TASK REQUIREMENTS -
Count the lines in the items below that contain the word "mountain" and give only that number.

INPUT -
****************

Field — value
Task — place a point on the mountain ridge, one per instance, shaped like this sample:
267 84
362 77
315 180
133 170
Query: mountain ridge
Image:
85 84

****************

THE ANSWER -
2